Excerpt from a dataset
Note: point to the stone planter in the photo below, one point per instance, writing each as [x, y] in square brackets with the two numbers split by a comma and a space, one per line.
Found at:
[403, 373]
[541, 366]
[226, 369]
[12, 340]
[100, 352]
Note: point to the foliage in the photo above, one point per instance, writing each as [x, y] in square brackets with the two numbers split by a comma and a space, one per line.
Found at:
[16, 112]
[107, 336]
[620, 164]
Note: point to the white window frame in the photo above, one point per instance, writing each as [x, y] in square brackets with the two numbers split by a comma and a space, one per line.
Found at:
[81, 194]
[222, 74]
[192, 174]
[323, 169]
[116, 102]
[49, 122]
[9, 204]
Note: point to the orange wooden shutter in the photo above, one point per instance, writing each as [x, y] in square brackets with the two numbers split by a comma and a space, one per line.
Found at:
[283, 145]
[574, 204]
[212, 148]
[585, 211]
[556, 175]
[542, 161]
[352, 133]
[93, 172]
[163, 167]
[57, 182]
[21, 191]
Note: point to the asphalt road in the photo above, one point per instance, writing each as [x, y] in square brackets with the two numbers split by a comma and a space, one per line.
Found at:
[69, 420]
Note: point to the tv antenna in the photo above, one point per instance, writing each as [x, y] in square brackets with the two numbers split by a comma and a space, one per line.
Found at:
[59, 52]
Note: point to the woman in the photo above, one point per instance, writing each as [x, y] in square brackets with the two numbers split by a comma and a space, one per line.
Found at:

Description of the task
Output every line of the excerpt above as a JSON list of strings, with one string per line and any blank lines omitted.

Finished task
[
  "Note: point to the stone planter in the photo below, one point per instance, writing each as [x, y] in square brackets with the two numbers split by a comma and a space, one per line.",
  "Found at:",
  "[403, 373]",
  "[541, 366]",
  "[226, 369]",
  "[12, 340]",
  "[100, 352]",
  "Note: point to the foliage in the photo above, one point per instance, writing each as [x, y] in square brackets with the two numbers split by a comma and a space, one per line.",
  "Found at:",
  "[16, 112]",
  "[107, 336]",
  "[620, 164]",
  "Note: point to the white window frame in the photo above, one point per instance, writing each as [x, y] in square brackets with the two numbers split by a comma and a space, one per line.",
  "Found at:",
  "[81, 194]",
  "[222, 74]",
  "[192, 174]",
  "[323, 169]",
  "[116, 102]",
  "[49, 122]",
  "[9, 204]",
  "Note: point to the orange wooden shutter in the photo above, one point per instance, writing each as [x, y] in square brackets with the two numbers split by a comma and a space, one per line.",
  "Found at:",
  "[283, 145]",
  "[574, 204]",
  "[212, 148]",
  "[585, 211]",
  "[556, 175]",
  "[542, 161]",
  "[352, 133]",
  "[93, 172]",
  "[163, 167]",
  "[57, 182]",
  "[21, 191]",
  "Note: point to the asphalt road in the photo above, one point per instance, writing each as [x, y] in square brackets with the two numbers split by a comma and a space, one per line.",
  "Found at:",
  "[69, 420]",
  "Note: point to the tv antenna in the photo above, one point per instance, writing each as [x, y] in square brackets with the two numbers split by a comma and a space, one per line.",
  "Found at:",
  "[59, 52]",
  "Note: point to the woman in the photo above, one point per instance, writing each as [x, y] in square brackets with the two numbers split by a comma and a space, one per line.",
  "Found at:"
]